Scenario Design – 2/27/15

Photo Credit: Umpqua via Compfight cc

Photo Credit: Umpqua via Compfight cc

Comparative effectiveness of instructional design features in simulation-based education: Systematic review and meta-analysis. DAVID A. COOK. Medical Teacher. 2013; 35: e867–e898

Simulation in healthcare education: A best evidence practical guide. AMEE Guide No. 82 IVETTE MOTOLA. Medical Teacher. 2013; 35: e1511–e1530
This best evidence practical guide for simulation in healthcare education is highly recommended reading for educators. It is part 2 of the Guide, and is focused on “the educational principles that lead to effective learning.” Curriculum integration, feedback and debriefing, deliberate practice, mastery learning, capturing clinical variation, individualized learning, and finally approaches to team training are discussed. Each topic is defined and explored in relation to its effective use in simulation with practical implementation points and challenges that may be encountered


Developing High-Fidelity Health Care Simulation Scenarios: A Guide for Educators and Professionals Guillaume Alinier. Simulation & Gaming
2011. 42(1) 9–26

This is a conversational piece on important considerations in scenario design that concludes with a sample scenario design template. It’s a good article for prompting new simulation educators (or just disorganized people like myself (-:) to think through how we build scenarios to address specific objectives and challenge learners in specific ways. Figure 1 depicts general courses of action and prompts the educator to think about actions or conditions that result in a change in patient condition as the scenario unfolds. It’s a good synthesizing graphic.
The section on “Preparing Scenarios in an Organized Manner” is particularly helpful as a practical guide to planning a smooth running scenario.  The Salas article (see SMARTER 2 articles down) and the TEACH Sim article resonate better with me and reflect the human factors and observational assessment orientation, but this is easily digestible and says much of the same stuff in different ways.

▶ _Information supplied_:
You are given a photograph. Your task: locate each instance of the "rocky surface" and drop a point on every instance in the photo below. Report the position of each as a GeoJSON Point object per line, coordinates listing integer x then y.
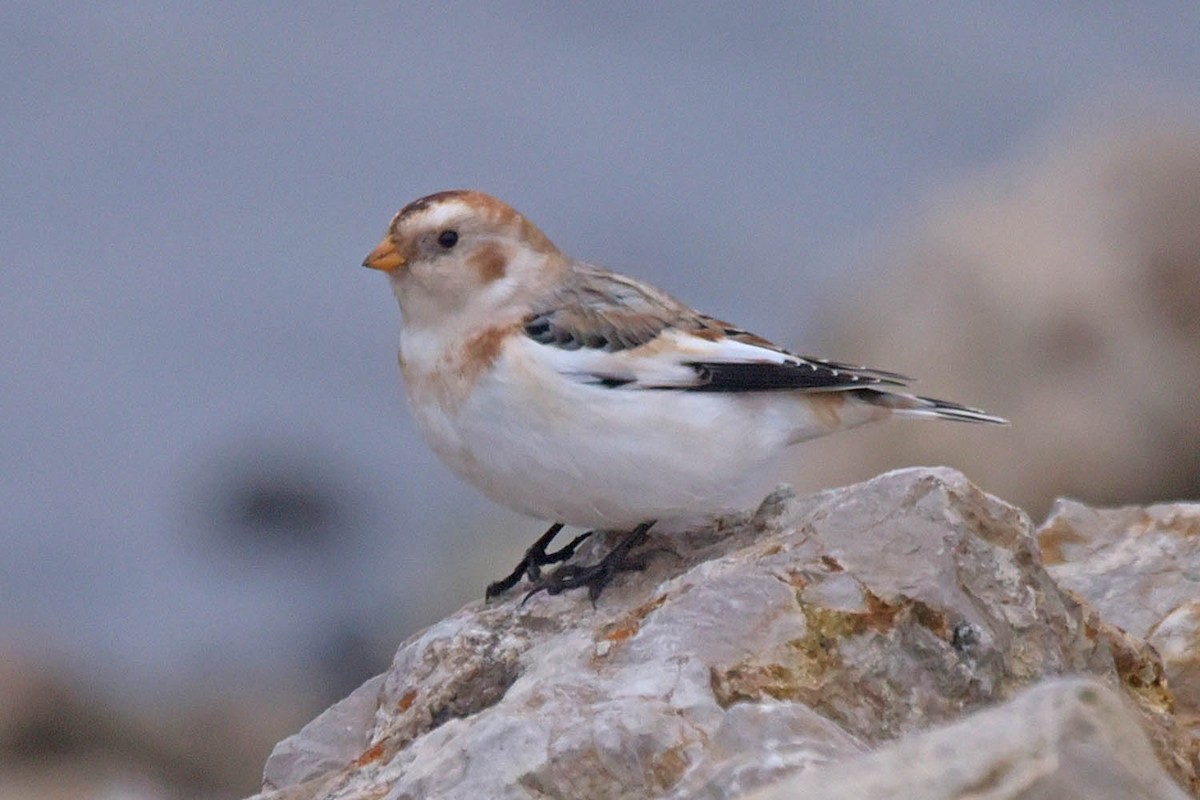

▶ _Directions for this task_: Rewrite the scenario design text starting with "This is a conversational" and going on through "good synthesizing graphic.", putting "worksheet" in place of "template". Use only the scenario design text as your source.

▶ _Result below_:
This is a conversational piece on important considerations in scenario design that concludes with a sample scenario design worksheet. It’s a good article for prompting new simulation educators (or just disorganized people like myself (-:) to think through how we build scenarios to address specific objectives and challenge learners in specific ways. Figure 1 depicts general courses of action and prompts the educator to think about actions or conditions that result in a change in patient condition as the scenario unfolds. It’s a good synthesizing graphic.